* EXERCISE *
Your task is to return all of the records exactly, minus any images.

--- RECORDS FOR THE TASK Enclosed Below ---

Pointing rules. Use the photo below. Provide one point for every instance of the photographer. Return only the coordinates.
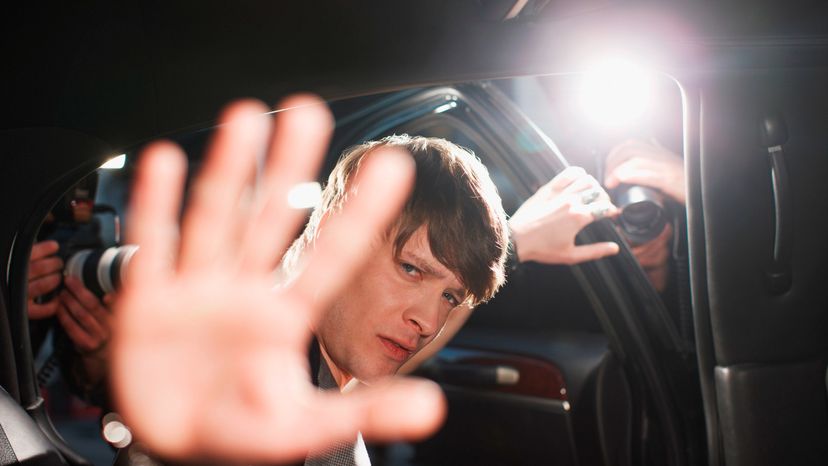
(78, 319)
(640, 163)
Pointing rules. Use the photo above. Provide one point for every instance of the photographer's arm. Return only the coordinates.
(545, 226)
(646, 164)
(44, 277)
(209, 360)
(85, 319)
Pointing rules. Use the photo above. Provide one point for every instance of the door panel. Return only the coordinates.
(769, 349)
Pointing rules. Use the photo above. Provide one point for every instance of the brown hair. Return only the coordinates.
(453, 196)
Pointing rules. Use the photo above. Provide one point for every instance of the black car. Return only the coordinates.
(611, 372)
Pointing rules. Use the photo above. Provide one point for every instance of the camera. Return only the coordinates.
(643, 212)
(100, 270)
(75, 224)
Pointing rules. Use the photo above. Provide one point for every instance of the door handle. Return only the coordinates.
(774, 134)
(470, 375)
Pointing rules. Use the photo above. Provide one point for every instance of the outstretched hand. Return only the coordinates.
(209, 359)
(545, 226)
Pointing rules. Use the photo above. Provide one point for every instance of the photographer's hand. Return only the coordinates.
(209, 359)
(646, 164)
(44, 277)
(545, 226)
(86, 320)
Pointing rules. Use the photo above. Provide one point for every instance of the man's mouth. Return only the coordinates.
(397, 350)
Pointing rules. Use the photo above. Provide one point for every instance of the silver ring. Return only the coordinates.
(598, 211)
(588, 197)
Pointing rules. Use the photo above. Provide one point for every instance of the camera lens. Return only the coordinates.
(100, 270)
(642, 213)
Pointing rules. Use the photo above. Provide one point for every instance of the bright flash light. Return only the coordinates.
(115, 163)
(616, 93)
(305, 195)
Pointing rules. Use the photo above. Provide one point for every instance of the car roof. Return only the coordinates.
(130, 71)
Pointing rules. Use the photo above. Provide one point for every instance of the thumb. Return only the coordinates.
(390, 410)
(588, 252)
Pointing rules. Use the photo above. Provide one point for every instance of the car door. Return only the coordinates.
(564, 365)
(758, 223)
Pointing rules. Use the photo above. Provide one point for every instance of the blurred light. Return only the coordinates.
(305, 195)
(115, 432)
(616, 93)
(115, 163)
(445, 107)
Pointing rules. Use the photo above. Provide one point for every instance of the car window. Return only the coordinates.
(534, 118)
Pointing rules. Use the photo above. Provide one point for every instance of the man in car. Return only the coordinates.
(447, 248)
(199, 326)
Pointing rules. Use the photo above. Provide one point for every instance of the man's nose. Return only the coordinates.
(423, 317)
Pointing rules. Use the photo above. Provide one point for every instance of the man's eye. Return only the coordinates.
(450, 298)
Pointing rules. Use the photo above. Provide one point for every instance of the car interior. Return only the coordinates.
(575, 365)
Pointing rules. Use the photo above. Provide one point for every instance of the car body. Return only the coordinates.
(90, 80)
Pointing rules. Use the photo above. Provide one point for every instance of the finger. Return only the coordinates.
(37, 311)
(635, 171)
(76, 333)
(597, 210)
(108, 300)
(381, 186)
(565, 178)
(43, 285)
(588, 252)
(43, 249)
(154, 205)
(86, 298)
(44, 266)
(215, 198)
(584, 183)
(301, 136)
(403, 410)
(81, 315)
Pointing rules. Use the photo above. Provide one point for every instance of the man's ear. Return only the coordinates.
(454, 323)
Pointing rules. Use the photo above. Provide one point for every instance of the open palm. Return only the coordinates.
(209, 357)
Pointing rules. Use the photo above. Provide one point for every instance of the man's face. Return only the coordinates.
(392, 309)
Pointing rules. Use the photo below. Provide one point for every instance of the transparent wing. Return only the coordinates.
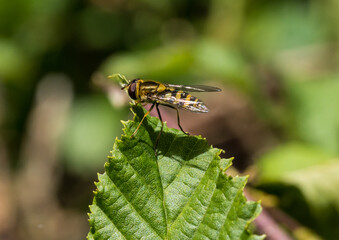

--- End of Enclosed RECORDS FOR THE TASK ---

* TASK ANSWER *
Pointing rules. Use the photo below. Provide one point for every instance of the photographer. Return only the coordinates.
(78, 319)
(640, 163)
Pointing rules. Use the photo above. Provide one point for every instance of the photographer's arm. Return only the coordinates.
(545, 226)
(646, 164)
(44, 277)
(209, 360)
(85, 319)
Pointing rules. Use the photo above. Provide one point for every instance of the door panel. Return only the coordinates.
(769, 349)
Pointing rules. Use the photo above. Provide one point for every instance of the brown hair. Return only the coordinates.
(453, 196)
Pointing rules. Use the photo above. Provide one point for every instance of the black car. Return only the coordinates.
(611, 372)
Pointing rules. Use the photo above. Provide one point for every instance of the camera. Return only the coordinates.
(643, 212)
(100, 270)
(75, 224)
Pointing rules. Use the photo above. Provide one point for every instance of the door handle. Return only the coordinates.
(774, 134)
(470, 375)
Pointing rules. Use the photo above. Provide one point for every instance of the outstretched hand. Return only the coordinates.
(209, 359)
(545, 226)
Pointing rules. Use the photo above. Provide one point for every instance of the photographer's hand. Return only the coordinates.
(209, 359)
(646, 164)
(44, 277)
(545, 226)
(86, 320)
Pointing rules. Use the photo above. Provide one point for every instance of the man's mouth. Return only the coordinates.
(397, 350)
Pointing rules. Use the photo above. Provide one point for every instance of the silver ring. Return only the coordinates.
(598, 211)
(588, 197)
Pointing rules. Use the photo above. Provide one point for every instance of the camera lens. Return only the coordinates.
(100, 270)
(642, 213)
Pointing rules. Use the photo above. Provide one point for every instance of the bright flash light. Return only the coordinates.
(115, 163)
(616, 93)
(305, 195)
Pointing rules. Use the photo above. Provide one point for every instance of the car roof. Return only the coordinates.
(130, 71)
Pointing rules. Use the photo above. Provide one point for every instance of the thumb. Return only the coordinates.
(390, 410)
(588, 252)
Pointing rules. Use the photo above. Provide one point for every instance of the car door. Return only the coordinates.
(564, 365)
(758, 223)
Pointing rules. Use the photo above. Provide one point for every instance of the blurred light. Return only the coordinates.
(305, 195)
(115, 432)
(616, 93)
(115, 163)
(445, 107)
Pointing rules. Use the photo above. Provide one point for every instance of the car window. Return only the coordinates.
(534, 118)
Pointing rules. Use the photo above. Provide one point for every instance of the man in car. Return only the coordinates.
(447, 248)
(199, 326)
Pointing rules. Use the photo above. Provide one point for every instance of the man's nose. Return only the coordinates.
(423, 317)
Pointing rules. Use the photo above. Provide one point for every instance of the man's eye. Return only the coordinates.
(450, 298)
Pointing rules. Use the photo above. Provide one point for every instance of the car interior. Return only the coordinates.
(575, 365)
Pointing rules. Use the photo above. Provide one point for every instance of the car body. Return only the coordinates.
(90, 80)
Pointing rules. Use the photo above. Provide one point for every instance of the finger. Return only the coordinates.
(37, 311)
(635, 171)
(76, 333)
(597, 210)
(108, 300)
(381, 186)
(565, 178)
(43, 285)
(588, 252)
(43, 249)
(154, 205)
(86, 298)
(44, 266)
(215, 198)
(584, 183)
(301, 136)
(403, 410)
(81, 315)
Pointing rules. Use the photo above. Provide one point for every instance of the man's ear. Return only the coordinates.
(454, 323)
Pointing rules. Use the photo above. Provide one point for every instance of the open palm. Return only the coordinates.
(209, 357)
Pointing rules. Use the photo above. Provide one point for every instance of the man's face. Return only the coordinates.
(392, 309)
Pointing rules. Use the photo below. Provide one point for every instance of the transparent wing. Return only the coordinates.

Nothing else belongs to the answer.